* AUFGABENSTELLUNG A *
Schreiben Sie aus den Zeilen, nicht aus dem Textabschnitt, den Bereich von der Zeile mit „mug in the photo below.“ bis einschließlich zum Ende der Zeilen unverändert ab. Lassen Sie die Bilder dabei weg.

Dann stelle dir einfach mal vor, wie es wäre wenn man die Spiele nur noch direkt bei den Entwicklern/Publishern downloaden könnte? Die hätten dann quasi ein Preismonopol und könnten die Preise extrem anziehen. Außerdem wären dann quasi irgendwelche Preisschnäppchen nicht mehr drin. Jetzt kann man sich ja in diversen Online-Shops umsehen, und bei dem der am günstigsten ist einfach das Spiel kaufen und somit teilweise viel Geld sparen. Die Spiele werden so auch schnell deutlich billiger. Müsste man dagegen alles nur über irgend eine Plattform bei den Entwicklern downloaden, wäre damit Schluss und sie könnten selbst nach vielen Monaten noch den Vollpreis verlangen. Daran sollte man bei sowas auch denken.


----------



## Sawyer (12. November 2005)

*AW: Würden Sie Spiele online per Download erwerben (etwa via Valves Steam)?*

Ich werde dann jetzt schon mal losladen, damit ich Duke Nukem Forever, zum Erscheinungsdatum auch auf der Platte habe.ISDN sei dank... Was paar SPINNER, ich werde nie [/u] ein Spiel oder Software übers I-Net laden,lieber häng ich meinHobby an den Nagel.Was hab ich denn dann in der Hand NICHTS*! Ich finde es echt zum Kotzen das es soweit kommen wird!*


----------



## Devilsh00ter (15. November 2005)

*AW: Würden Sie Spiele online per Download erwerben (etwa via Valves Steam)?*



			
				conrad-b-hart am 01.07.2005 19:26 schrieb:
			
		

> Lange Zeit habe ich auf Halflife 2 gewartet, hab´s mir dann aber wegen Steam nicht gekauft. Ich will mir einfach keine Dateien auf meinen Rechner von irgendwelchen Firmen laden.
> Mal ganz zu schweigen von der miesen Verpackung.
> ...
> Deswegen kann ein Spiel noch so gut sein, über Steam kaufe ich mir nichts !!!





			
				Quaraan am 05.11.2005 00:19 schrieb:
			
		

> ...
> Dieses dämliche Gesetz mit dem "Ihr dürft Sicherheitskopien machen, aber NUR wenn ihr keinen Kopierschutz(den jedes neue Spiel hat  ) umgehen müsst!" HALLO?!
> 
> Und wenn ich es eines Tages NICHT mehr in der Hand habe? Kaputtgegangen und es ist seit 2 Jahren nicht mehr im Handel?
> Ich persöhnlich habe keine Gewissensbisse, mir ein Spiel zu kaufen und mir danach entweder (unter Zuhilfenahme von diversen Hacktools) eine (somit illegale) Sicherheitskopie zu erstellen und diese als Archiv auf der Platte UND als CD im Regal zu haben ODER es mir nach dem Kauf nochmal (durchaus illegal) runterzuladen.

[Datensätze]
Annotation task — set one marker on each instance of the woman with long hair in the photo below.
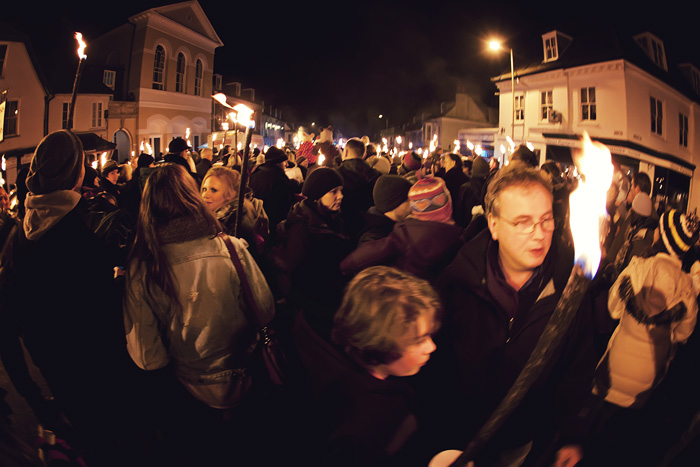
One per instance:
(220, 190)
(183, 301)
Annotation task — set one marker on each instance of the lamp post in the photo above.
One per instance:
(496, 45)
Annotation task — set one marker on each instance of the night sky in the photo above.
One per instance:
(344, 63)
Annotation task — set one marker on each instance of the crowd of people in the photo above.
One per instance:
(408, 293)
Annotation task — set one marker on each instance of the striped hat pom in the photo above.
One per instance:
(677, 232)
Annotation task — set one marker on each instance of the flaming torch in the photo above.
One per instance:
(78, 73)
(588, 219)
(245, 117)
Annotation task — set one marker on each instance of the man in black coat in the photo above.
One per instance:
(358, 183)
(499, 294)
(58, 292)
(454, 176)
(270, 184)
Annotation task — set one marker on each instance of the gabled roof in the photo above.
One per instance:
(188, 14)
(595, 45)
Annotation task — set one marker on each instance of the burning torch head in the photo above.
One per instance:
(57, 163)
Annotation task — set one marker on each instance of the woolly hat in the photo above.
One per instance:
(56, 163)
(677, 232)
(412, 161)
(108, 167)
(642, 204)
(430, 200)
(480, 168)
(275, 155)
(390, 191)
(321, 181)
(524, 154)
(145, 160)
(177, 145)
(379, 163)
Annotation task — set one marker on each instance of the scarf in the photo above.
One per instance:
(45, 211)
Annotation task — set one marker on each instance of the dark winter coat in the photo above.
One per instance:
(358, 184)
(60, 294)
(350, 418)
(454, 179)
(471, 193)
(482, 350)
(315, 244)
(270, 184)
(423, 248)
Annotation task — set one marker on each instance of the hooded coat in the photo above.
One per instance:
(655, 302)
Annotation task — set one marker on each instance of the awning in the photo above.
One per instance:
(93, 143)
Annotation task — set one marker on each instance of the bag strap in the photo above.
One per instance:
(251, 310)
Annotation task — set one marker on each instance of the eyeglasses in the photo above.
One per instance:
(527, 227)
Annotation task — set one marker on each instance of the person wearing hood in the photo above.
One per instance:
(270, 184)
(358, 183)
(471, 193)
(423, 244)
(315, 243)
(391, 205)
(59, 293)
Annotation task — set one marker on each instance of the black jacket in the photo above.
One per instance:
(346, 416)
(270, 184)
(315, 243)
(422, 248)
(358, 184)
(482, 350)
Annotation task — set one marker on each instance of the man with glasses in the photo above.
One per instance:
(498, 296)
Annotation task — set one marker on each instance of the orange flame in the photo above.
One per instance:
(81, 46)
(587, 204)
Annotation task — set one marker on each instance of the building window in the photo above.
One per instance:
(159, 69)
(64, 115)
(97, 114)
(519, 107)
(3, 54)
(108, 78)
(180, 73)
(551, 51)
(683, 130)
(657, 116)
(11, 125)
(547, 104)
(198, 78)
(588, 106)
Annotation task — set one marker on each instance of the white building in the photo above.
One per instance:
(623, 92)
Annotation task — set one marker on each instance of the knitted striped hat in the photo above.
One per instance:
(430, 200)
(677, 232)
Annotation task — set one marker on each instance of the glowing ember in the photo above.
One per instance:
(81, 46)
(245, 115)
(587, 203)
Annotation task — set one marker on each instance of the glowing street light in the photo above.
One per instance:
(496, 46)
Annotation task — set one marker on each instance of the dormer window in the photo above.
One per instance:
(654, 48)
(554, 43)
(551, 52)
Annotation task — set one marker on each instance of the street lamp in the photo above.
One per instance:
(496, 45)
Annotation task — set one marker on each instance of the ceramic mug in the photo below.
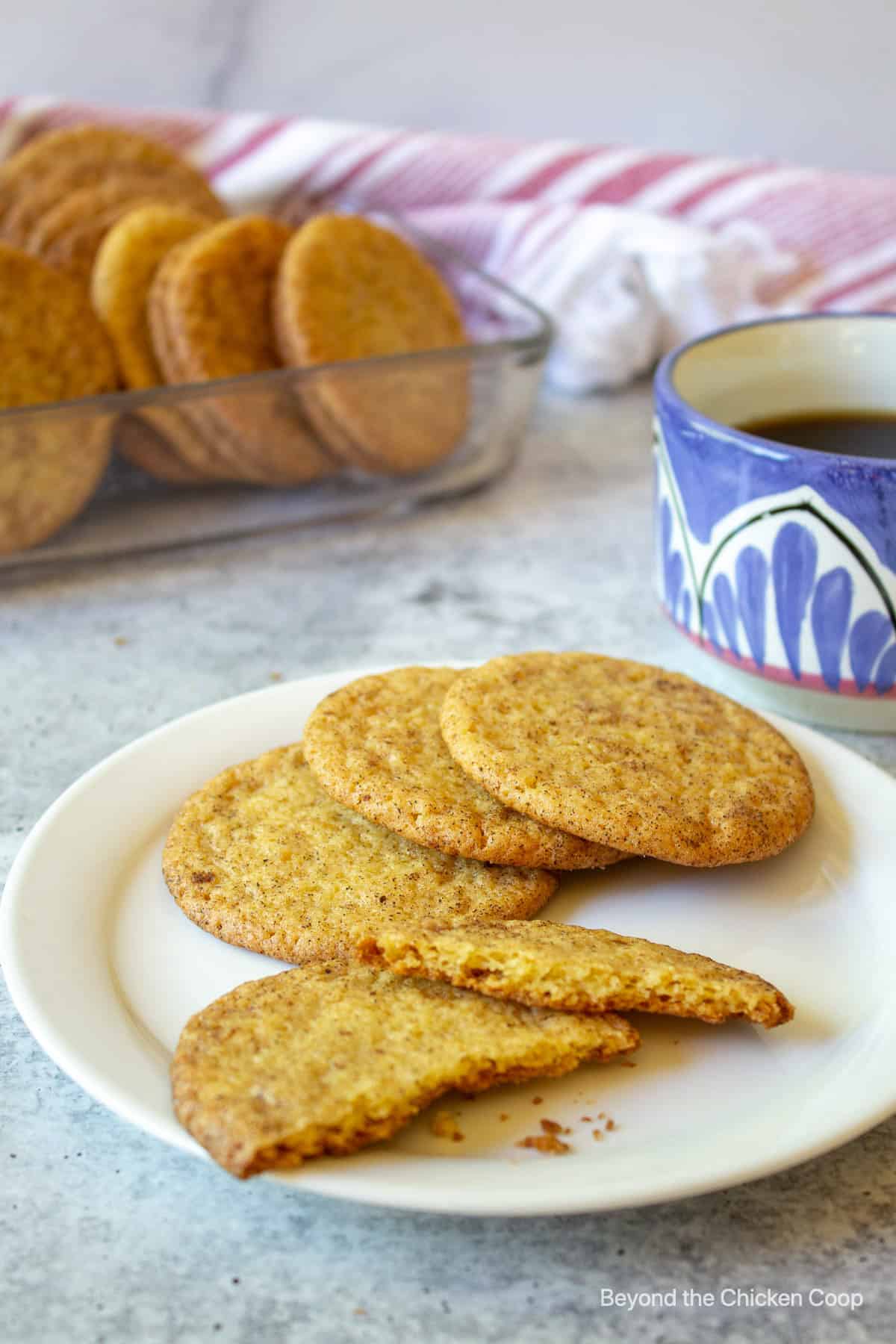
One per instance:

* AUFGABENSTELLUNG B *
Fassen Sie den Absatz der Forendiskussion, der mit „Dann stelle dir einfach mal vor“ beginnt, als kurze Stichpunktliste zusammen und behalten Sie die wesentlichen Aussagen bei.

* LÖSUNG A *
Annotation task — set one marker on each instance of the ceramic mug in the photo below.
One per instance:

* LÖSUNG B *
- Gäbe es Spiele nur noch direkt bei Entwicklern oder Publishern zum Download, hätten diese quasi ein Preismonopol und könnten die Preise stark erhöhen.
- Preisschnäppchen wären dann kaum noch möglich.
- Derzeit kann man in verschiedenen Online-Shops vergleichen, beim günstigsten kaufen und so teilweise viel Geld sparen.
- Dadurch werden Spiele auch schnell deutlich billiger.
- Beim reinen Download über eine Plattform der Entwickler könnten diese selbst nach vielen Monaten noch den Vollpreis verlangen.
- Daran sollte man bei diesem Thema ebenfalls denken.